::: Task inputs :::

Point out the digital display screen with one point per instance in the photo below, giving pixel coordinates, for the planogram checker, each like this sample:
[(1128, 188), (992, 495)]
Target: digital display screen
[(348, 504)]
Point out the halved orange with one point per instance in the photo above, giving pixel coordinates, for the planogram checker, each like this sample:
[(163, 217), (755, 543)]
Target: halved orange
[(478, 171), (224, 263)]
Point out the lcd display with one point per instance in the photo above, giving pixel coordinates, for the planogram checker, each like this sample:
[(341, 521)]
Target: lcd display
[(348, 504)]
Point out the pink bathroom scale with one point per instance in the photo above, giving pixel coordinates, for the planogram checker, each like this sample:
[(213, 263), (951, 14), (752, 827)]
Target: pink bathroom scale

:::

Brief →
Give a word-for-word copy of the records.

The reply →
Point out the digital display screen with one point per instance in the photo below, giving pixel coordinates, for the planogram checker, each like this sample:
[(1128, 188), (992, 495)]
Target: digital display screen
[(348, 504)]
Point out the halved orange with one point per instance in the photo above, giving pixel coordinates, for the planogram checker, each like this sample:
[(163, 217), (755, 543)]
Target: halved orange
[(478, 171), (224, 263)]
Point out the lcd display with one point per instance in the photo above, giving pixel coordinates, for the planogram checker, each like this sample:
[(341, 521)]
Target: lcd display
[(348, 504)]
Point out the pink bathroom scale with one point per instance in the photo above, giving pixel coordinates, for the planogram checker, each like this sample:
[(213, 263), (951, 14), (752, 827)]
Target: pink bathroom scale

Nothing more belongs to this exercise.